ASSIGNED TASK: Use the entries below and reproduce exactly the lines from the one containing "Target: green lawn" down to the one containing "Task: mark one dot on every instance of the thick", both of them included.

EXERCISE DATA:
::::
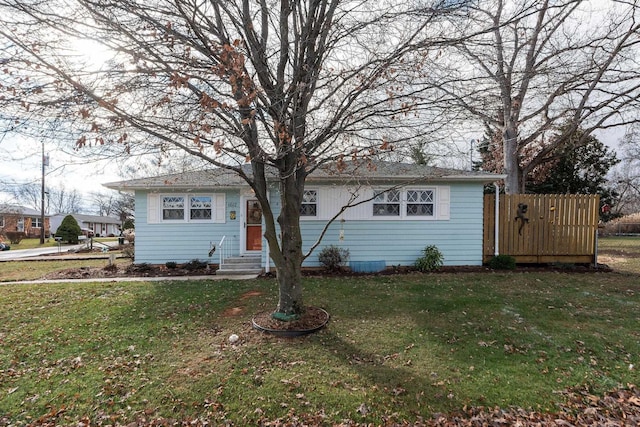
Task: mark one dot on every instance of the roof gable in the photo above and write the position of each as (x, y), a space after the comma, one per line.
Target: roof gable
(370, 172)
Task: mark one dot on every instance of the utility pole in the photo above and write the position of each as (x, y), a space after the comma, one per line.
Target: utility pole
(42, 224)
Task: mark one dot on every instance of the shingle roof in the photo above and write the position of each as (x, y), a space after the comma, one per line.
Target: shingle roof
(349, 172)
(92, 218)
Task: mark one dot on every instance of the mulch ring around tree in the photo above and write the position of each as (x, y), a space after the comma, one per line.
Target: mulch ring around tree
(312, 320)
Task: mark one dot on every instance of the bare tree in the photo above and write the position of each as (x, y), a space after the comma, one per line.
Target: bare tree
(626, 179)
(285, 85)
(546, 64)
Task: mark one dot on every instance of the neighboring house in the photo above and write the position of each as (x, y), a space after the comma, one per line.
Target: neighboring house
(19, 218)
(91, 225)
(180, 217)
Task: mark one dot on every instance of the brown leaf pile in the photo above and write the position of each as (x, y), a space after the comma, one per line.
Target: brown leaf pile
(617, 408)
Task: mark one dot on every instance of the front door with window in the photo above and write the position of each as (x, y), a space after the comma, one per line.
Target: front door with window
(253, 221)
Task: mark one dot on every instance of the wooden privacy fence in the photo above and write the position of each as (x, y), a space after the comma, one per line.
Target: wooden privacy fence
(554, 228)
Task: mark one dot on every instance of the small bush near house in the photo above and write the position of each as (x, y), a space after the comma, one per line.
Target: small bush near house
(129, 234)
(129, 252)
(195, 264)
(502, 262)
(333, 258)
(69, 230)
(15, 237)
(430, 260)
(143, 267)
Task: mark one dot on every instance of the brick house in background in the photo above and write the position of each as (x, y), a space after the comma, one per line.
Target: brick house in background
(19, 218)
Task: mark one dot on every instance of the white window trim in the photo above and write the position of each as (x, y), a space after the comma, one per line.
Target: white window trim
(437, 192)
(317, 203)
(405, 202)
(155, 208)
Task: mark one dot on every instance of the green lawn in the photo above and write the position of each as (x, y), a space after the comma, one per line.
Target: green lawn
(620, 253)
(35, 243)
(397, 347)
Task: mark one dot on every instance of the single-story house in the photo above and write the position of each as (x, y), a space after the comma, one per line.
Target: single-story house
(399, 210)
(19, 218)
(91, 225)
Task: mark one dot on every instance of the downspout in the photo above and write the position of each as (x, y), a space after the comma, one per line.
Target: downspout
(496, 230)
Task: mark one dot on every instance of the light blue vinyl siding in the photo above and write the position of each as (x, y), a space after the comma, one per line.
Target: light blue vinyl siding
(180, 241)
(397, 242)
(400, 242)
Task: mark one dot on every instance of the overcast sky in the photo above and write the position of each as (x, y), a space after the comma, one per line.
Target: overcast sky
(20, 163)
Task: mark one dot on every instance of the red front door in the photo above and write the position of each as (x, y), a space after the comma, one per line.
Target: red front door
(254, 226)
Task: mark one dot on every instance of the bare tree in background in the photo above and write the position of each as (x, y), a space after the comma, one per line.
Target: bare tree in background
(285, 86)
(544, 65)
(57, 199)
(626, 178)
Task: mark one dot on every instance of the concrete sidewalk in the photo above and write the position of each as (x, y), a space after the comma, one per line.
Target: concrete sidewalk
(131, 279)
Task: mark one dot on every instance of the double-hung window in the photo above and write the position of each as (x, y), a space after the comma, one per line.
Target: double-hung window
(309, 206)
(186, 208)
(420, 203)
(387, 203)
(173, 208)
(200, 208)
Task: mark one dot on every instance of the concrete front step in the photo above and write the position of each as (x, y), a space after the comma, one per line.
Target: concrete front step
(224, 272)
(240, 266)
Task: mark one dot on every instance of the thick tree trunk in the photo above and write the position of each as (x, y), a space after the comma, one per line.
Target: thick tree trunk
(511, 163)
(288, 269)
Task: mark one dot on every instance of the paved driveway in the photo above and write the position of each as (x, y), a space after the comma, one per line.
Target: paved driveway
(16, 254)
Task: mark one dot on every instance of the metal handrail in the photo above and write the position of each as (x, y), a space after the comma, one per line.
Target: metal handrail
(222, 249)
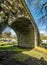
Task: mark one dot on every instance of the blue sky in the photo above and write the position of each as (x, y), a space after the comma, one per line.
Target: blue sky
(36, 16)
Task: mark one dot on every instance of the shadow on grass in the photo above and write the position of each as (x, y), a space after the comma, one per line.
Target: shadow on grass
(19, 58)
(13, 48)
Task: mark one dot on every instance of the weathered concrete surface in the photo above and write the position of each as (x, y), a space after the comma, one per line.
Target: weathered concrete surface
(18, 17)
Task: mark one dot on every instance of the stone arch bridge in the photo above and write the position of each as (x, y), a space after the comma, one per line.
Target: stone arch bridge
(15, 14)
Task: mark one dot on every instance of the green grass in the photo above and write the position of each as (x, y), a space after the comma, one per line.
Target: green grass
(24, 54)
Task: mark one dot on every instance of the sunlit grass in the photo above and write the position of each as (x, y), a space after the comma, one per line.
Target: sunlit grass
(23, 54)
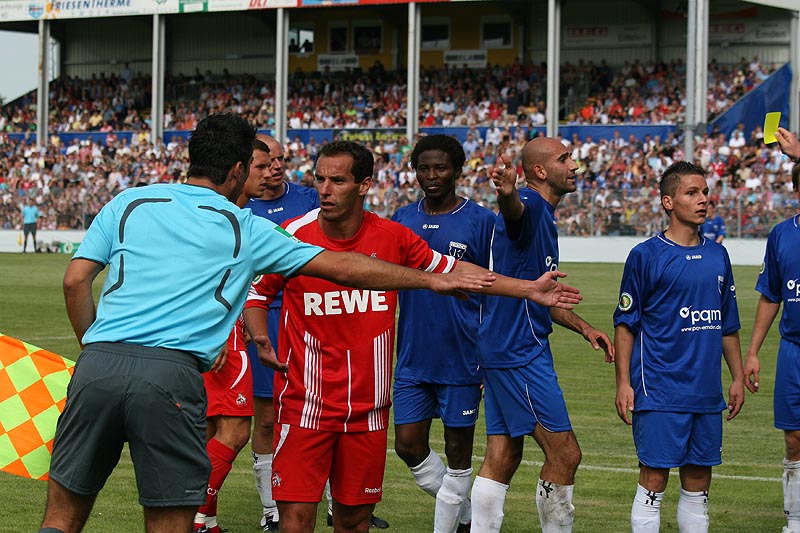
::::
ANSWER TO THE EXERCISE:
Target: green lawn
(620, 253)
(35, 243)
(397, 347)
Task: mark one dot on every instance of the single-story house in the photo above and write the position of each as (x, y), a space after the comma, one per line.
Target: single-story house
(399, 210)
(19, 218)
(91, 225)
Task: mark one dot on every instance of the downspout in the photo above and write the position of each as (x, y), a space after the comma, one per line.
Target: downspout
(496, 230)
Task: mark one dot on every instance of the light blue vinyl siding in the photo above and write the position of each as (x, y), a space after the comma, one per line.
Target: light blue vinyl siding
(180, 241)
(397, 242)
(400, 242)
Task: mark one dot on every instance of the overcast sky in the photo above and write the position of each as (x, y), a space after the comma, one per line.
Target: overcast sky
(20, 163)
Task: mark one dot on every instance of the red front door in the photo above and write the position of each as (x, y), a space after the comma, one per line.
Target: red front door
(254, 226)
Task: mark one dot on every instance of the bare tree in background in the photo above and write the position of each as (x, y), a space after the comma, one per line.
Target: bare tree in background
(285, 86)
(544, 65)
(57, 199)
(626, 178)
Task: mark one dot on every instance of the concrete sidewalk in the photo above and write the position of each as (x, y), a space after the comma, one per line.
Target: concrete sidewalk
(131, 279)
Task: mark one dot on every instance of the double-hung window in the photo above and write the position of each as (x, y), a space after the comma, one per line.
Target: double-hung window
(309, 206)
(186, 208)
(420, 203)
(387, 203)
(173, 208)
(200, 208)
Task: mark one dot on every instance of the concrete front step in the photo above and write the position of each as (x, y), a space after the comma, one per line.
Target: concrete front step
(224, 272)
(240, 266)
Task: mark one dot on every instance of the thick tree trunk in the photo above and write the position of each as (x, y), a space after the comma, one per line.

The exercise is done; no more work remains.